EXCERPT.
# Add a WIKI database to the site



## cnmsales (Jan 9, 2007)

I think this would be a HUGE help. Let the users build it up. The you could have folks list stuff like the manuals for receivers, tips and tricks, and even list per city what stations are in HD. Many more things could go here. for a better idea of what im talking about check at the wiki at www.radioreference.com


----------



## James Long (Apr 17, 2003)

We have discussed this "behind the scenes" in the past and the consensus among the staff is to keep DBSTalk a discussion site. Discussion is our purpose. We have "stuck" threads in the appropriate forums for reference information, and of course we host the Echostar Knowledge Base ( http://ekb.dbstalk.com/ )which is maintained by TNGTony and others. Wikis serve their purpose ... we would rather concentrate on conversation.


----------



## cnmsales (Jan 9, 2007)

Well, i think thats a shame then. Thanks for the quick response on this.


----------



## BobaBird (Mar 31, 2002)

Thought you were pulling our leg by pointing us to a spammer site, then I fixed the spelling in the link http://www.radioreference.com/ . The EKB started as an open swiki but got locked down after a hacker or prankster

We EKB editors are always looking for input. Many of the pages have our e-mail contact at the bottom. Let us know what's missing, and especially what's wrong. If you can provide the information or link to help others that would help a lot. Think of it as a moderated wiki . I've had a few ideas for new content but if you think missed installations are a problem try waiting for UPS or FedEx to deliver a round tuit .


----------



## James Long (Apr 17, 2003)

Wiki spammers are a pain (people do that to blog comments as well). With a Wiki the moderators would be handling complaints about who changed what and who deleted or changed some other posters FAQs. We would be reverting and changing until we were just locking it to keep the peace. Most likely it would come down to just moderators and/or a few others. Kinda like we have now with the EKB and locked threads. The Wiki would become just a new way of doing something we are already doing - and not necessarily a better way.

DATA PROVIDED.
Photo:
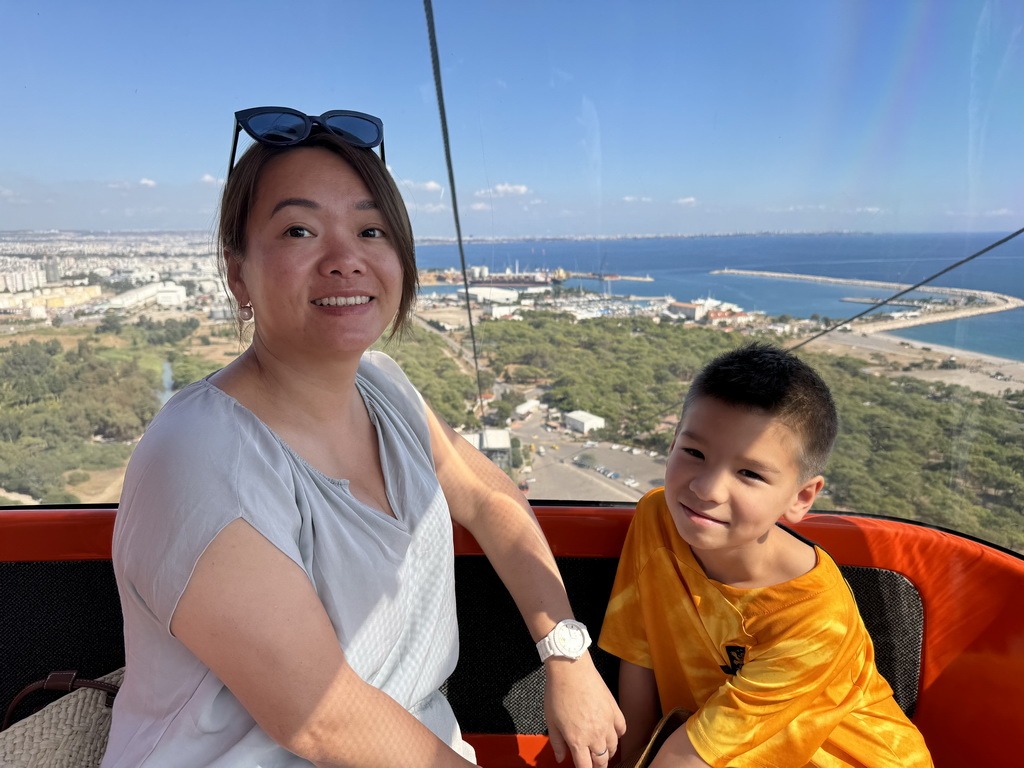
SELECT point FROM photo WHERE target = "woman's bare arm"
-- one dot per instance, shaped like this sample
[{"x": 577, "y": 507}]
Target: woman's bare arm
[{"x": 583, "y": 717}]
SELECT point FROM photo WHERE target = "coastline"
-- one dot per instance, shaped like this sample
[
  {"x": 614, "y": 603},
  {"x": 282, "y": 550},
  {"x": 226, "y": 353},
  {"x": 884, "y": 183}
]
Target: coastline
[
  {"x": 982, "y": 373},
  {"x": 994, "y": 302}
]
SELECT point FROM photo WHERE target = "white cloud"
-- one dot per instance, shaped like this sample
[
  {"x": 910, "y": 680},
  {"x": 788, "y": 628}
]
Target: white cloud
[
  {"x": 421, "y": 185},
  {"x": 11, "y": 198},
  {"x": 503, "y": 190},
  {"x": 427, "y": 207},
  {"x": 798, "y": 209}
]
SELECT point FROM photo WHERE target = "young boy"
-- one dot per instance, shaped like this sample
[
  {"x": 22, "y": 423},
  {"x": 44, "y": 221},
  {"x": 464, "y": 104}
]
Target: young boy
[{"x": 720, "y": 611}]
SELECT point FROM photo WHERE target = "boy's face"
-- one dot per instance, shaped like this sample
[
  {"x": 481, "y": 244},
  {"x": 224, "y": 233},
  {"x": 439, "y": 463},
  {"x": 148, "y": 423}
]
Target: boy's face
[{"x": 731, "y": 474}]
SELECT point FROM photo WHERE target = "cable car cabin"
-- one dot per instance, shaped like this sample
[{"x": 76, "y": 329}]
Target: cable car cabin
[{"x": 943, "y": 611}]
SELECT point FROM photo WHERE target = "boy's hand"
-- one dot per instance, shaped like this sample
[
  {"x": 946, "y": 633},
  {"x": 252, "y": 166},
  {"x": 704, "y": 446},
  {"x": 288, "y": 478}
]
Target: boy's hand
[{"x": 583, "y": 717}]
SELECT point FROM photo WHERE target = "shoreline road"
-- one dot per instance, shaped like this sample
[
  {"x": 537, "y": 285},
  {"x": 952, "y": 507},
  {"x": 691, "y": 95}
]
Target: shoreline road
[
  {"x": 566, "y": 466},
  {"x": 995, "y": 302}
]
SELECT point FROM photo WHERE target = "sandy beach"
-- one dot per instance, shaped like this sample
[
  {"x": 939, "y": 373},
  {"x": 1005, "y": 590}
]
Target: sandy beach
[{"x": 981, "y": 372}]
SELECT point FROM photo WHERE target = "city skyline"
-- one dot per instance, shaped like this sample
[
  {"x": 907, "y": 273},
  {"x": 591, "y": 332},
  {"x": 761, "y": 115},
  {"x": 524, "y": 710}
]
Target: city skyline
[{"x": 565, "y": 120}]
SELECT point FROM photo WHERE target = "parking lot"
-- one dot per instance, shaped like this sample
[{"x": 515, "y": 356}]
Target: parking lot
[{"x": 566, "y": 466}]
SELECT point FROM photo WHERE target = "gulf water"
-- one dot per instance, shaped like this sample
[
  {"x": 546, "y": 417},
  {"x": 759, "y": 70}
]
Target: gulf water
[{"x": 682, "y": 267}]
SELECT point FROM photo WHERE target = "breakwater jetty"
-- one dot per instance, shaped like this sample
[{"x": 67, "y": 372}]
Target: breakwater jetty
[{"x": 979, "y": 302}]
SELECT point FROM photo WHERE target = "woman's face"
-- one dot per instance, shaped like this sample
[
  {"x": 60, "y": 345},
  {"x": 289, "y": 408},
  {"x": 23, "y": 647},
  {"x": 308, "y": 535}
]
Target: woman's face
[{"x": 320, "y": 269}]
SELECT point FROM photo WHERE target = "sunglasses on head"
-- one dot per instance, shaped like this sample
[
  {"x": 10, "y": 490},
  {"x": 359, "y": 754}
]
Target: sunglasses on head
[{"x": 281, "y": 126}]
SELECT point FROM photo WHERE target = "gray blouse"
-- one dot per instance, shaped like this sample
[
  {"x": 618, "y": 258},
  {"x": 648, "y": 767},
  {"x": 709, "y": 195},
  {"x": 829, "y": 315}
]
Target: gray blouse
[{"x": 387, "y": 584}]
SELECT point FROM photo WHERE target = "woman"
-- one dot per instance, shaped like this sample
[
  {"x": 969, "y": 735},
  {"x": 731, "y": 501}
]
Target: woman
[{"x": 284, "y": 543}]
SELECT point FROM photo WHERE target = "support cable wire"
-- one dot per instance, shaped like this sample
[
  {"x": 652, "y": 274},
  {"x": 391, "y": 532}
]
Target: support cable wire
[
  {"x": 428, "y": 9},
  {"x": 915, "y": 286}
]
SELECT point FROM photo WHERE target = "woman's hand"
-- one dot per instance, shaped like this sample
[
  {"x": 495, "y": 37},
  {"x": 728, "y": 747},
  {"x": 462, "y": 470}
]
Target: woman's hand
[{"x": 583, "y": 717}]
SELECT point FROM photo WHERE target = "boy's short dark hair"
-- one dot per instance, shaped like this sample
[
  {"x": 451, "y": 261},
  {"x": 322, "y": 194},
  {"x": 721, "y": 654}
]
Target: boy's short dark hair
[{"x": 762, "y": 377}]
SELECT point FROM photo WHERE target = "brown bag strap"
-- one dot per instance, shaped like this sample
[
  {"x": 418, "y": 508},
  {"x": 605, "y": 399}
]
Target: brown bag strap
[{"x": 67, "y": 681}]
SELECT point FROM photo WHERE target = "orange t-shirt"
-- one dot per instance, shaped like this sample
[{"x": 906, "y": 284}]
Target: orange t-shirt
[{"x": 777, "y": 676}]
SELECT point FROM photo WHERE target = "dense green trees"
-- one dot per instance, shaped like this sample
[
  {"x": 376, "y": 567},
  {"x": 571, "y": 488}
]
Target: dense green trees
[
  {"x": 428, "y": 363},
  {"x": 922, "y": 451},
  {"x": 925, "y": 451},
  {"x": 67, "y": 411}
]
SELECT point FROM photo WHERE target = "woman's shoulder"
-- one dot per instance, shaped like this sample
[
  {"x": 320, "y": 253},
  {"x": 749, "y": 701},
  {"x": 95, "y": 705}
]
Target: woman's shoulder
[{"x": 382, "y": 375}]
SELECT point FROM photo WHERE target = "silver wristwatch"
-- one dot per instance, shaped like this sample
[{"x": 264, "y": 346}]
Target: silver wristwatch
[{"x": 569, "y": 639}]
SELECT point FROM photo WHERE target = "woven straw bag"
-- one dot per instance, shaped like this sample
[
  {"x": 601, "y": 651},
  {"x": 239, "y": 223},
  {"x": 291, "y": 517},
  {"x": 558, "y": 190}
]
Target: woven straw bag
[{"x": 68, "y": 733}]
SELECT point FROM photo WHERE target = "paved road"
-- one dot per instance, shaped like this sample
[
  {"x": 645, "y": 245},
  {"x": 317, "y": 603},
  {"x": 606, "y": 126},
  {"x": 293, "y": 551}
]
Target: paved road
[{"x": 555, "y": 476}]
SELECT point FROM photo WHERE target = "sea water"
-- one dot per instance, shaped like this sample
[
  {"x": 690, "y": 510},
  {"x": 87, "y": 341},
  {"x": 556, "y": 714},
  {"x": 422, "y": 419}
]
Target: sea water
[{"x": 682, "y": 267}]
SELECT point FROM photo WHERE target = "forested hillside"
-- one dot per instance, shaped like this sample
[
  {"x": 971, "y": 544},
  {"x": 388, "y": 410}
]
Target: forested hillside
[
  {"x": 931, "y": 452},
  {"x": 66, "y": 413}
]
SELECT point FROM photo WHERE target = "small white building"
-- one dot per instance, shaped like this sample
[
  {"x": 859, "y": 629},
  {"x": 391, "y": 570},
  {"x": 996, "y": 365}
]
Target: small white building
[
  {"x": 494, "y": 443},
  {"x": 524, "y": 409},
  {"x": 484, "y": 294},
  {"x": 164, "y": 294},
  {"x": 583, "y": 422}
]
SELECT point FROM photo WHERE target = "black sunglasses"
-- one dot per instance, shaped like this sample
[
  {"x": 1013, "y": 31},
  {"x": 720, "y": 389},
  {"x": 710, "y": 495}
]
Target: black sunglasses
[{"x": 281, "y": 126}]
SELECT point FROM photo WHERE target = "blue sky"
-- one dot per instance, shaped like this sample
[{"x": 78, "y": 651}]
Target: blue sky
[{"x": 566, "y": 118}]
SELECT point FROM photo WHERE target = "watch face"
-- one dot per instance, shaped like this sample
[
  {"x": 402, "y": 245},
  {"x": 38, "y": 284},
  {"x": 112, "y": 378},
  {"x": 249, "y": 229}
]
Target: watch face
[{"x": 569, "y": 639}]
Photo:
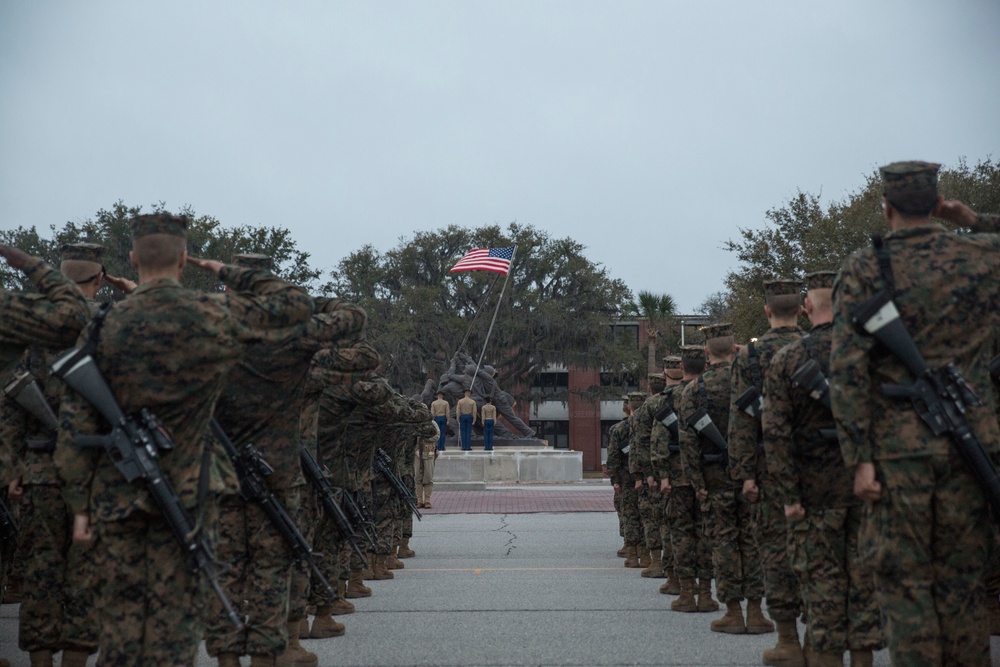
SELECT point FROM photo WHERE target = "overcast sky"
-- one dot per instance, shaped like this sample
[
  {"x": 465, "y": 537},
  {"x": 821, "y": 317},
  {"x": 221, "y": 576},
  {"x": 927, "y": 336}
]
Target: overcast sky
[{"x": 648, "y": 131}]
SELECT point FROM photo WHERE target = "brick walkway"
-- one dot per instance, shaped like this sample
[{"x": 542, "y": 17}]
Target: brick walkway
[{"x": 521, "y": 501}]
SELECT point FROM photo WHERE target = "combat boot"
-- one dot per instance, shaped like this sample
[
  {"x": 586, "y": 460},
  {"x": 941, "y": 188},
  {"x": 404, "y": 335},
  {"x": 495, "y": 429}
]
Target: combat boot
[
  {"x": 380, "y": 568},
  {"x": 392, "y": 562},
  {"x": 323, "y": 625},
  {"x": 40, "y": 658},
  {"x": 369, "y": 572},
  {"x": 75, "y": 658},
  {"x": 732, "y": 623},
  {"x": 295, "y": 655},
  {"x": 672, "y": 586},
  {"x": 655, "y": 568},
  {"x": 787, "y": 652},
  {"x": 757, "y": 624},
  {"x": 686, "y": 602},
  {"x": 404, "y": 550},
  {"x": 862, "y": 658},
  {"x": 356, "y": 586},
  {"x": 705, "y": 601},
  {"x": 340, "y": 606}
]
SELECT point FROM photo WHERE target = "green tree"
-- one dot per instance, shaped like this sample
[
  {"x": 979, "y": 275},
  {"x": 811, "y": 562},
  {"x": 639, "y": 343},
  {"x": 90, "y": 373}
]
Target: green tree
[
  {"x": 658, "y": 310},
  {"x": 206, "y": 238},
  {"x": 802, "y": 236},
  {"x": 557, "y": 307}
]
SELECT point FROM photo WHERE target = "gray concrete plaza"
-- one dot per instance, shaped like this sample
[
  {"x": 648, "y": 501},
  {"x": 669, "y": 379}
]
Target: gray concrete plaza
[{"x": 517, "y": 589}]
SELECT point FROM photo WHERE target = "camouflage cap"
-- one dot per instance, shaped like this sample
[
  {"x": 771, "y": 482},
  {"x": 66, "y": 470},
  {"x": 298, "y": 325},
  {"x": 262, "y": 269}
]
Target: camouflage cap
[
  {"x": 252, "y": 260},
  {"x": 781, "y": 286},
  {"x": 694, "y": 352},
  {"x": 159, "y": 223},
  {"x": 720, "y": 330},
  {"x": 820, "y": 280},
  {"x": 671, "y": 362},
  {"x": 83, "y": 252},
  {"x": 911, "y": 186}
]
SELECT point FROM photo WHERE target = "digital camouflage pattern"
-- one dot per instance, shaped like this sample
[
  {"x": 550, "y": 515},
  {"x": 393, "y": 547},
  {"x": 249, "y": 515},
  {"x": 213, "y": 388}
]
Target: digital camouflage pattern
[
  {"x": 168, "y": 349},
  {"x": 836, "y": 586},
  {"x": 262, "y": 406},
  {"x": 735, "y": 558},
  {"x": 931, "y": 528}
]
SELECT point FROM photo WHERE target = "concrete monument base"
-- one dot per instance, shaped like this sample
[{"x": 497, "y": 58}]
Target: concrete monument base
[{"x": 510, "y": 464}]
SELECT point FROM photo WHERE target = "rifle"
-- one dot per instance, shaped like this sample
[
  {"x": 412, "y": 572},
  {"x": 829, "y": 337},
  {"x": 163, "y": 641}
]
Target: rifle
[
  {"x": 940, "y": 397},
  {"x": 703, "y": 425},
  {"x": 328, "y": 493},
  {"x": 252, "y": 469},
  {"x": 8, "y": 524},
  {"x": 809, "y": 376},
  {"x": 361, "y": 516},
  {"x": 133, "y": 446},
  {"x": 383, "y": 466}
]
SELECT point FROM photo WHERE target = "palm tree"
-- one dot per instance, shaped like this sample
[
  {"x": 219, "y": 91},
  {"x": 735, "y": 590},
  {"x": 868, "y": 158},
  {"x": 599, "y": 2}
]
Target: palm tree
[{"x": 659, "y": 311}]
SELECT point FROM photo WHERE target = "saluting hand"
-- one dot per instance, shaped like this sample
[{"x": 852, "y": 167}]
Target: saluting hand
[
  {"x": 16, "y": 257},
  {"x": 210, "y": 265}
]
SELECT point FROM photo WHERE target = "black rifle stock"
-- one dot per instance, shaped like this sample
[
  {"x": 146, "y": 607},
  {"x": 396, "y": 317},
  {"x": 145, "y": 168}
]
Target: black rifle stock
[
  {"x": 252, "y": 469},
  {"x": 939, "y": 397},
  {"x": 133, "y": 446},
  {"x": 383, "y": 466},
  {"x": 8, "y": 524},
  {"x": 24, "y": 391},
  {"x": 328, "y": 494}
]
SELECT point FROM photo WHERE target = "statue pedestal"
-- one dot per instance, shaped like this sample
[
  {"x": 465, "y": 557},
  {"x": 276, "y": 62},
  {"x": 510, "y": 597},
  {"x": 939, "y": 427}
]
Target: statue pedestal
[{"x": 513, "y": 463}]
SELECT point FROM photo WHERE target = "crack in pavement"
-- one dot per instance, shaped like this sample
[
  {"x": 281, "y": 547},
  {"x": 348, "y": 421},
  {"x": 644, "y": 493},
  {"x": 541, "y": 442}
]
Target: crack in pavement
[{"x": 503, "y": 528}]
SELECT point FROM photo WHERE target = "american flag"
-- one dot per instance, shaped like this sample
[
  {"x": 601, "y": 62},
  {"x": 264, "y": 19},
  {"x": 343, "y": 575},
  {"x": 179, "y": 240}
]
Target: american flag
[{"x": 496, "y": 260}]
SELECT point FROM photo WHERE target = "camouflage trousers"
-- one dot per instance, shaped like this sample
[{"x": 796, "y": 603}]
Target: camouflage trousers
[
  {"x": 153, "y": 607},
  {"x": 649, "y": 513},
  {"x": 688, "y": 536},
  {"x": 384, "y": 507},
  {"x": 837, "y": 589},
  {"x": 258, "y": 580},
  {"x": 59, "y": 596},
  {"x": 630, "y": 515},
  {"x": 929, "y": 539},
  {"x": 668, "y": 549},
  {"x": 735, "y": 557},
  {"x": 781, "y": 586}
]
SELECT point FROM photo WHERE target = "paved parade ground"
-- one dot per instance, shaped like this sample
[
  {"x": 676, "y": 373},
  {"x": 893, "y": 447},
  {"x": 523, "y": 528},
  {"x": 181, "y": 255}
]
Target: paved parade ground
[{"x": 530, "y": 588}]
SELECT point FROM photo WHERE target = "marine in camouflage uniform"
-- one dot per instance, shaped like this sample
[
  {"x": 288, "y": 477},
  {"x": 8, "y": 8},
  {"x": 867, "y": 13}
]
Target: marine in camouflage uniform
[
  {"x": 169, "y": 350},
  {"x": 650, "y": 501},
  {"x": 58, "y": 611},
  {"x": 735, "y": 557},
  {"x": 807, "y": 477},
  {"x": 930, "y": 524},
  {"x": 622, "y": 481},
  {"x": 261, "y": 406},
  {"x": 659, "y": 453},
  {"x": 689, "y": 537},
  {"x": 747, "y": 463}
]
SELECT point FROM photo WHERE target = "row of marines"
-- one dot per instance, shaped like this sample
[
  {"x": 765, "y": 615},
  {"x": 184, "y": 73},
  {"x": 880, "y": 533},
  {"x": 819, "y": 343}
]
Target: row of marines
[
  {"x": 815, "y": 469},
  {"x": 258, "y": 405}
]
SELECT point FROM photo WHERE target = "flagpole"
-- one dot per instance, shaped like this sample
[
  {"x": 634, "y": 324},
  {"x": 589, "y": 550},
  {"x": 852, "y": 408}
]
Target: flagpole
[{"x": 493, "y": 321}]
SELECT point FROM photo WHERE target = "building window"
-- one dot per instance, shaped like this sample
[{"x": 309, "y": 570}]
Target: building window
[
  {"x": 556, "y": 431},
  {"x": 550, "y": 383}
]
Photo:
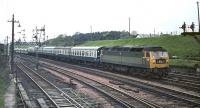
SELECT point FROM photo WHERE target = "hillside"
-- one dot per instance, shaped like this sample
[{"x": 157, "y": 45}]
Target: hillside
[{"x": 186, "y": 48}]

PROBLEMS.
a. Answer these about the wiki thread, one line each:
(i) Which site does cnmsales give as an example of a wiki?
(ii) Who maintains the Echostar Knowledge Base, according to James Long?
(iii) What does BobaBird say many EKB pages have at the bottom?
b. Write out the wiki thread from "I think this" up to and including "concentrate on conversation.", swapping "consensus" for "agreement".
c. Carry on the thread about adding a wiki to DBSTalk from its last sentence.

ANSWERS GIVEN.
a.
(i) www.radioreference.com
(ii) TNGTony and others
(iii) The EKB editors' e-mail contact

b.
I think this would be a HUGE help. Let the users build it up. The you could have folks list stuff like the manuals for receivers, tips and tricks, and even list per city what stations are in HD. Many more things could go here. for a better idea of what im talking about check at the wiki at www.radioreference.com


----------



## James Long (Apr 17, 2003)

We have discussed this "behind the scenes" in the past and the agreement among the staff is to keep DBSTalk a discussion site. Discussion is our purpose. We have "stuck" threads in the appropriate forums for reference information, and of course we host the Echostar Knowledge Base ( http://ekb.dbstalk.com/ )which is maintained by TNGTony and others. Wikis serve their purpose ... we would rather concentrate on conversation.

c.
Thanks for your suggestion, and for your comments Boba. It isn't a bad idea, but it seems we have the function covered in other ways.


----------



## cnmsales (Jan 9, 2007)

I disagree, a Wiki is a much easier way to gather information.


----------



## James Long (Apr 17, 2003)

If "gathering information" for display was our purpose I'm sure we would look into it. As for now, as mentioned above, we have the ekb and sticky threads for the gathered information we wish to present, and discussion forums to discuss information that is constantly changing.

The decision has been made. It's time to move on.


----------



## TNGTony (Mar 23, 2002)

Like BobaBird said, the EKB started as a Wiki site but was constantly blown up by pranksters who thought they were being funny. Eventually the site was locked down.

As BobaBird said, any and all useful info is welcomed and would find a home on the EKB. If we find we have new or updated useful info from the same person over and over, they may be invited to edit their own pages on the EKB! That is how both BobaBird and I became guardians of jbuff's EKB! Chaddux has also recently joined us.

See ya
Tony


----------



## Chris Blount (Jun 22, 2001)

Please see this thread:

http://www.dbstalk.com/showthread.php?t=68184


----------



## Nick (Apr 23, 2002)

TNGTony said:


> ....That is how both BobaBird and I became guardians of jbuff's EKB! Chaddux has also recently joined us.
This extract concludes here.